- _Compito scritto 1_: Aggiorna il testo sulla disoccupazione riscrivendo tutto da "Nel primo trimestre del 2014 il" giù fino a "annua). Lo rileva l'Istat (dati non destagionalizzati).", con "senza lavoro" al posto di "disoccupate".
- _Compito scritto 2_: Elenca, per favore, tutti i valori del testo sulla disoccupazione scritti con il simbolo di percentuale.

##### Sezione del testo

E' emergenza lavoro in Italia. Il tasso di disoccupazione nel primo trimestre del 2014 raggiunge il 13,6%, in crescita di 0,8 punti percentuali rispetto allo stesso periodo dello scorso anno. Si tratta, in base a confronti annui, di un massimo storico, ovvero del valore più alto dall'inizio delle serie trimestrali, partite nel 1977. Lo rileva l'Istat (dati non destagionalizzati).

Grave anche il livello dei senza lavoro tra i giovani (15 e i 24 anni) che sale al 46,0%. Si tratta, in base a confronti annui, di un massimo storico, ovvero del valore più alto dall'inizio delle serie trimestrali, partire nel 1977. Lo rileva l'Istat (dati non destagionalizzati). Passando ai dati destagionalizzati e più aggiornati, forniti sempre dall'Istat (non comparabili con i dati trimestrali grezzi), il tasso di disoccupazione dei giovani under25 ad aprile è al 43,3%. Anche in questo caso si tratta di un massimo storico.

Nel primo trimestre del 2014 il numero delle persone disoccupate sfiora i 3,5 milioni, salendo precisamente a 3 milioni 487mila (in aumento di 212mila su base annua). Lo rileva l'Istat (dati non destagionalizzati).

##########
##### Dati forniti

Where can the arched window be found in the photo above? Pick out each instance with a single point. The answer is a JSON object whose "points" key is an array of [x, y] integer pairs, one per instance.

##########

- _Risposta scritta 1_:
Nel primo trimestre del 2014 il numero delle persone senza lavoro sfiora i 3,5 milioni, salendo precisamente a 3 milioni 487mila (in aumento di 212mila su base annua). Lo rileva l'Istat (dati non destagionalizzati).

- _Risposta scritta 2_:
13,6%
46,0%
43,3%